● **SOURCE EXCERPT**:
On its face, the proposed 2021 budget unveiled this week for the U.S. National Science Foundation (NSF) looks like a disaster: An overall reduction of 6.5%, including a 7.8% cut in its research programs.
But a closer look suggests outgoing NSF Director France Córdova has made it as easy as possible for Congress, the final arbiter of federal spending, to lessen the sting. She has crafted her last budget to appeal to both Democratic and Republican lawmakers—and left holes that those legislators will likely want to fill.
Córdova steps down next month at the end of her 6-year term, so she won’t be around when the final decisions are made, probably after the November elections. But she’s staking her agency’s prospects on the bipartisan support NSF has traditionally enjoyed. Here’s how.
Industries of the future
Despite a bottom line that is $537 million below its current level of $8.28 billion, NSF’s proposed 2021 budget gives a big boost to two White House priorities—artificial intelligence (AI) and quantum information science (QIS). Those increases, a near doubling over 2019, should appeal to lawmakers who have already shown that they see these two disciplines as key drivers of U.S. economic growth and national security. For example, a bill introduced last month by Senator Roger Wicker (R–MS), the chairman of the Senate commerce and science committee, calls for a 2-year doubling of research funding in these areas, dubbed “industries of the future.” The Senate’s top Democrat, Charles Schumer (NY), is thinking of proposing something that could be even more generous.

● **PROVIDED MATERIAL**:
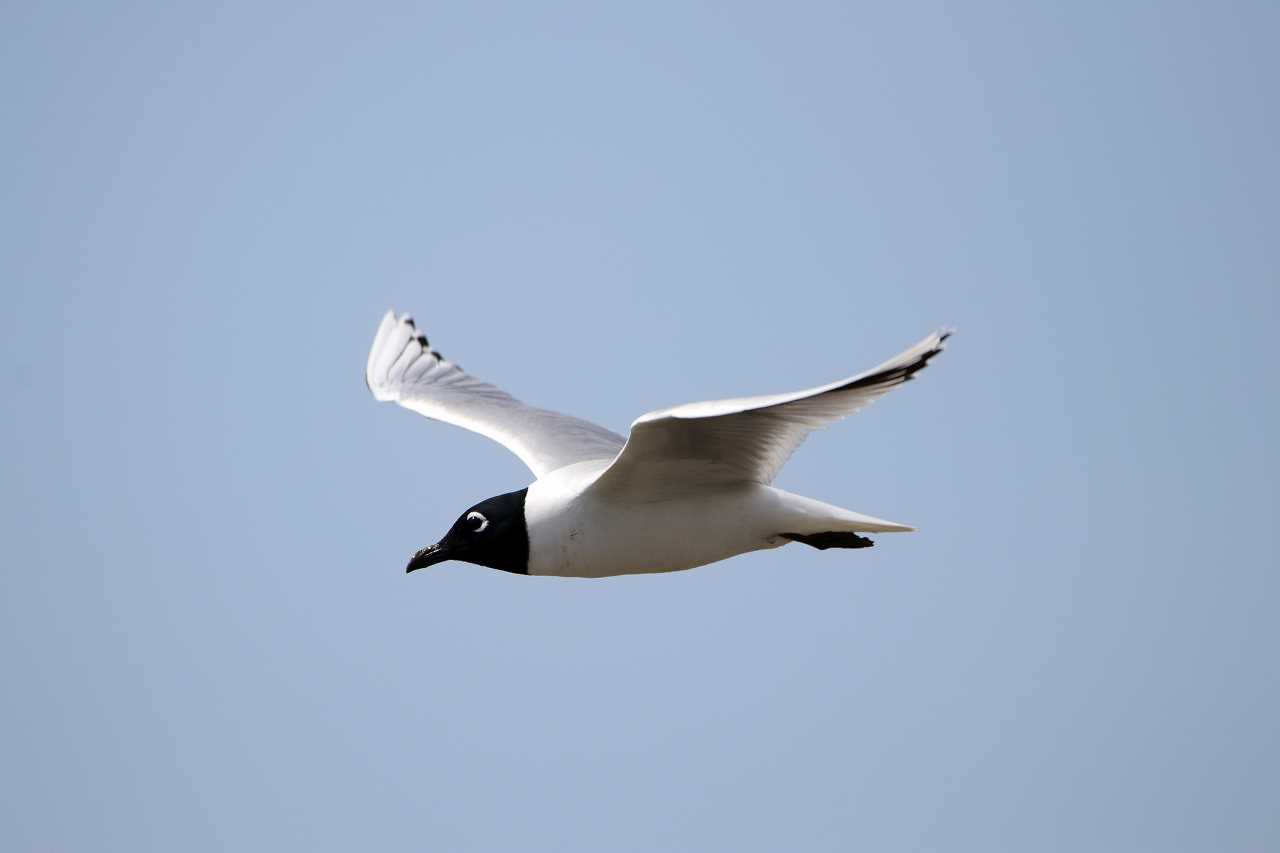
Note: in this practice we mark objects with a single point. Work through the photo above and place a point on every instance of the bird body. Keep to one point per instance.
(689, 487)
(576, 532)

● **WHAT YOU ARE ASKED TO DO**: Can you condense the paragraph of the NSF budget article beginning "Despite a bottom line" into a short bulleted list that keeps its main facts?

● **TASK RESPONSE**:
- NSF's proposed 2021 budget is $537 million below its current level of $8.28 billion.
- It still gives a big boost to two White House priorities: artificial intelligence (AI) and quantum information science (QIS). Funding for them nearly doubles over 2019.
- These increases should appeal to lawmakers who see both fields as key drivers of U.S. economic growth and national security.
- Senator Roger Wicker (R–MS), chairman of the Senate commerce and science committee, introduced a bill last month. It calls for doubling research funding in these "industries of the future" over 2 years.
- The Senate's top Democrat, Charles Schumer (NY), is considering a proposal that could be even more generous.